§ **CO NALEŻY ZROBIĆ**: Odszukaj w poniższym wykazie wszystkie wiersze zawierające ciąg „tugboat” i przepisz każdy z nich w całości.

§ **WIERSZE DANYCH**:
====================
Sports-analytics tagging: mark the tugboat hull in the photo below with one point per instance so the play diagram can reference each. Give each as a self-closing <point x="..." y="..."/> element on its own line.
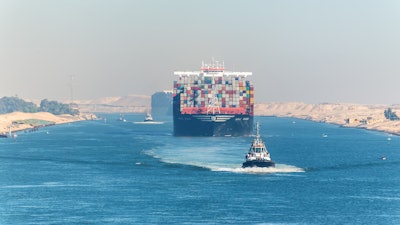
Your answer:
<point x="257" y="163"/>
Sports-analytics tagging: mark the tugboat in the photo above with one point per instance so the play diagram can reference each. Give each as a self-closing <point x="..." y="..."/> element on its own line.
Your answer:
====================
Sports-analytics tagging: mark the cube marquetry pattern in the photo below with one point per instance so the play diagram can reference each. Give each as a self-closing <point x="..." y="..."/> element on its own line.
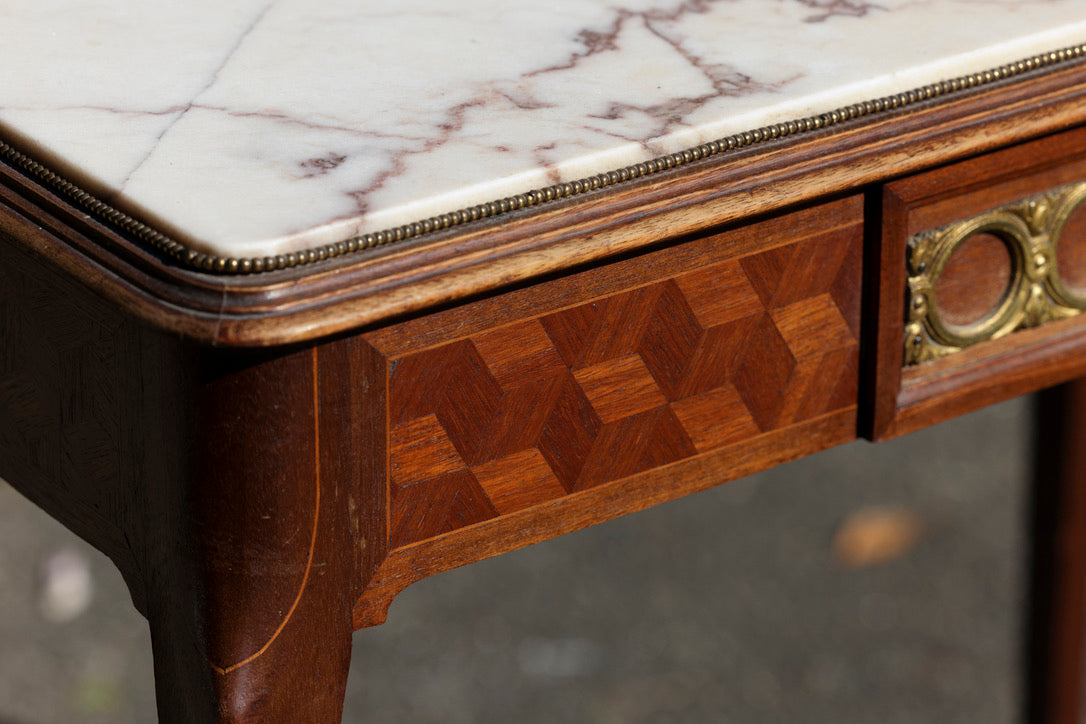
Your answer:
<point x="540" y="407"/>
====================
§ **PRZYKŁADOWE ROZWIĄZANIE**:
Sports-analytics tagging: mark the tugboat hull in the photo below with one point per instance so the play diagram can reference each. Give each as a self-closing <point x="..." y="..."/> element on its own line.
Sports-analytics tagging: mark the tugboat in the photo above with one point per instance so the play diagram can reference each. Give each as a self-closing <point x="..." y="..."/> element on its own line.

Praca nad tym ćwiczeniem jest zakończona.